:: TEXTO PARA LEER ::

# darle a alguien por hacer algo



## papyzen

Hola a todos!

No se muy como traducir :
¿Cuánto hace que te da por el vino?

1. Depuis combien de temps aimes-tu le vin ?
2. Depuis combien de temps le vin te passionne-t-il ?
3. Depuis combien de temps es-tu obsédé par le vin ?

El contexto es el mundillo de los conocedores (les connaisseurs) de vino.


----------



## lunar

Hola, 
Me parece que la expresión "darte por" ,el vino en este caso, pertenece al lenguaje coloquial, hablado. Implica una cierta afición repentina e inexplicable. ejem: "con el calor me ha dado por tomar té frío... (siendo que antes sólo bebía agua)".
Yo diría más bien "depuis quand tu picoles?", sauf que picoler est un peu trop populaire...
- depuis quand le vin te passionne?
tal vez...


----------



## papyzen

Merci, Lunar

Oui, vu le contexte affectif d'où j'ai tiré cette phrase, je crois aussi que "se passionner pour" convient bien.

Mais dans la phrase suivante, ça ne colle pas :
_"cuidado con los tipos que les da por fabricarse cuentas"_

Attention aux gens qui s'amusent à se raconter des histoires ??


----------



## lunar

Bonjour,
En_ "cuidado con los tipos que les da por fabricarse cuentas..."_
*dar por* sigue siendo adquirir la manía más bien "viciosa" de hacer algo, fabricarse cuentas es se fabriquer des comptes.
es decir, falsear las cuentas, no los cuentos, repetidamente.

:::
:: DATOS DEL CONJUNTO ::

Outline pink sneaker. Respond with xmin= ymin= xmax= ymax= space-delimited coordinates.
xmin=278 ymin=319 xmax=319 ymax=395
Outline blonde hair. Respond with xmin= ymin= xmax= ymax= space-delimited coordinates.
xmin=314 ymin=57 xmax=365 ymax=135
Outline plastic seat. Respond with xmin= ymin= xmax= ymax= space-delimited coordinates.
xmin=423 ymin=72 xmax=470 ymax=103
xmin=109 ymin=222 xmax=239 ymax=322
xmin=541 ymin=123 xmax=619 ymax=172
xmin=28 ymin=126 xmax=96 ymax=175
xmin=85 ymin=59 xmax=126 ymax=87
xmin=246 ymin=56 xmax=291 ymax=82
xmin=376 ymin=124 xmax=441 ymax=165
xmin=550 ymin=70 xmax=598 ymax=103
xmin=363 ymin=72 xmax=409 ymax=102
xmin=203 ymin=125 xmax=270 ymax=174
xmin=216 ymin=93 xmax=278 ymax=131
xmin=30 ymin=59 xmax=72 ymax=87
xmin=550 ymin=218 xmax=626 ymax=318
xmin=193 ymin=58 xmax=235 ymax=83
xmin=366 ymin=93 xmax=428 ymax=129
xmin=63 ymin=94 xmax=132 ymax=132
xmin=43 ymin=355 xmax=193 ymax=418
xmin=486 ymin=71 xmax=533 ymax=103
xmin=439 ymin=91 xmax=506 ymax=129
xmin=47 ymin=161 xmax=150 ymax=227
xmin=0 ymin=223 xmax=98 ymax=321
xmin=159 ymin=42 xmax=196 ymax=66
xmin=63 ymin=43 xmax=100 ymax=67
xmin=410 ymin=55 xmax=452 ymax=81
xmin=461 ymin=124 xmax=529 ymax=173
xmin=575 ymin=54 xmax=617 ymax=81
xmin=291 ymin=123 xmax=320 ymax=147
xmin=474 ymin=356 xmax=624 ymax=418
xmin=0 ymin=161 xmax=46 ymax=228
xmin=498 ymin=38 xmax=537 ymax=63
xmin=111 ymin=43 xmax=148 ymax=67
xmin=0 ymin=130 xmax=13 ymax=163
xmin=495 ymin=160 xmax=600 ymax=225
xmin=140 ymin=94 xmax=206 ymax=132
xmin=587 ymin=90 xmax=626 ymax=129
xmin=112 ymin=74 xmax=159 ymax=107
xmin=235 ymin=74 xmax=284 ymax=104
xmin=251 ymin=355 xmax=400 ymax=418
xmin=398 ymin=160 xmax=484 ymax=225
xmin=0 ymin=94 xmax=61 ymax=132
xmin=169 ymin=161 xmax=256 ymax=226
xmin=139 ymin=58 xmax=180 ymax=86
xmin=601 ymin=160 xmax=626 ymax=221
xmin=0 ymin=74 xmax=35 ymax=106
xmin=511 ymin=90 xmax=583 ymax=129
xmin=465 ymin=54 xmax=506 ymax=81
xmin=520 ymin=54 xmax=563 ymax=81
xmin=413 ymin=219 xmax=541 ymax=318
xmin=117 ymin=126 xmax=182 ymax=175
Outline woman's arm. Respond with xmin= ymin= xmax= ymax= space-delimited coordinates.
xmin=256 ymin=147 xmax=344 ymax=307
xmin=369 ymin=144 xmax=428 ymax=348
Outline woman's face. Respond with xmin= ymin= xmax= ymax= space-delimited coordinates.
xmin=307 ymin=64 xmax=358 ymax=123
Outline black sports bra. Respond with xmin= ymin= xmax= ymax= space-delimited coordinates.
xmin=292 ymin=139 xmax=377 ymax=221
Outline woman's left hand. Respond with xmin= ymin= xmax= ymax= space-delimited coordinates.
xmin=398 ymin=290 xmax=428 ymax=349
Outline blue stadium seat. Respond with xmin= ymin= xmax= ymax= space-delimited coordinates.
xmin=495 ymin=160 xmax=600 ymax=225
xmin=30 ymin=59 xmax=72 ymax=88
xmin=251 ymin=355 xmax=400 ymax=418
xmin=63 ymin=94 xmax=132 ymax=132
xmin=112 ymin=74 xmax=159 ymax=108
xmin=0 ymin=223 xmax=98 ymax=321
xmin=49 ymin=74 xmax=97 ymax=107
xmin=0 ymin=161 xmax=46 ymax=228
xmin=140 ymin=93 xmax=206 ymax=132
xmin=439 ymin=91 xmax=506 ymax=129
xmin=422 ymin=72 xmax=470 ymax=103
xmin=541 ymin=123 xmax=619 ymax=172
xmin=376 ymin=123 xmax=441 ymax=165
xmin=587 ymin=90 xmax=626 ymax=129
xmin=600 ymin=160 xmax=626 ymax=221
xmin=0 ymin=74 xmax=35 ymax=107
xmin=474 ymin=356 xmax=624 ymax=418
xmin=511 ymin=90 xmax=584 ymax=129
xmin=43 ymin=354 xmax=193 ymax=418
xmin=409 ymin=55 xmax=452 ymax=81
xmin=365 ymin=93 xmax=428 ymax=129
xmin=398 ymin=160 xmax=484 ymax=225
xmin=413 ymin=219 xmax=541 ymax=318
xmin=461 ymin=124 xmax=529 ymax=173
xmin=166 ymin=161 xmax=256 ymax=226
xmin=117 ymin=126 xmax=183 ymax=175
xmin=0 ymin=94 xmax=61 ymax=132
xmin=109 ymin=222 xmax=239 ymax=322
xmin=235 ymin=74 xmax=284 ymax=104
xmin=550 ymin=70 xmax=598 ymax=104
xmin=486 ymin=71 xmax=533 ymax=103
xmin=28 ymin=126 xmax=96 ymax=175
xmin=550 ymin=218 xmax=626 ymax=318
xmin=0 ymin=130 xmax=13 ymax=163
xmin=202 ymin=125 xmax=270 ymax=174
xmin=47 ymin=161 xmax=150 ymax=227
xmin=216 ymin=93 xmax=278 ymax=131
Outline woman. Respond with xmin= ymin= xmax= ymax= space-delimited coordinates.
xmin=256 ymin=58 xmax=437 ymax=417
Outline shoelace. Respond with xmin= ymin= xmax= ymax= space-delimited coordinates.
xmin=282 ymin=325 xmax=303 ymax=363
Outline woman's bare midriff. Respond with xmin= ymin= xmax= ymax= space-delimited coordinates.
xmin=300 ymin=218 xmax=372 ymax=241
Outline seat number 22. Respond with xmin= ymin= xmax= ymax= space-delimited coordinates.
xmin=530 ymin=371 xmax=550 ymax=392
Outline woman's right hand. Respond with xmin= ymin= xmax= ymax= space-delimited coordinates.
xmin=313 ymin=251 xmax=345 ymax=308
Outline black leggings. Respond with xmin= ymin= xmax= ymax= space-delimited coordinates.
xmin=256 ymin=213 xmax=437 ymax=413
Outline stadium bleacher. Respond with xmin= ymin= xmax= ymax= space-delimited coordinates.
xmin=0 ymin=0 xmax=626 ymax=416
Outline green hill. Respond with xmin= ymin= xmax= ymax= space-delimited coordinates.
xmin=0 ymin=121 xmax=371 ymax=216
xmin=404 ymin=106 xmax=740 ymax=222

:::

▶ [INSTRUCCIONES DE TAREA]:
1. Transcribe del hilo del foro el tramo que va desde "# darle a alguien" hasta "par le vin ?".
2. Indica si cada afirmación coincide con el hilo del foro: responde sí o no y cita literalmente las palabras del hilo que lo deciden.
(a) Para lunar, la expresión "darte por" es propia del lenguaje coloquial.
(b) papyzen opina que "se passionner pour" no sirve para traducir la primera frase.
(c) Según lunar, "fabricarse cuentas" significa inventar cuentos.

▶ [RESPUESTAS POR TAREA]:
1.
# darle a alguien por hacer algo



## papyzen

Hola a todos!

No se muy como traducir :
¿Cuánto hace que te da por el vino?

1. Depuis combien de temps aimes-tu le vin ?
2. Depuis combien de temps le vin te passionne-t-il ?
3. Depuis combien de temps es-tu obsédé par le vin ?

2.
(a) Sí: «pertenece al lenguaje coloquial, hablado».
(b) No: «je crois aussi que "se passionner pour" convient bien».
(c) No: «falsear las cuentas, no los cuentos, repetidamente».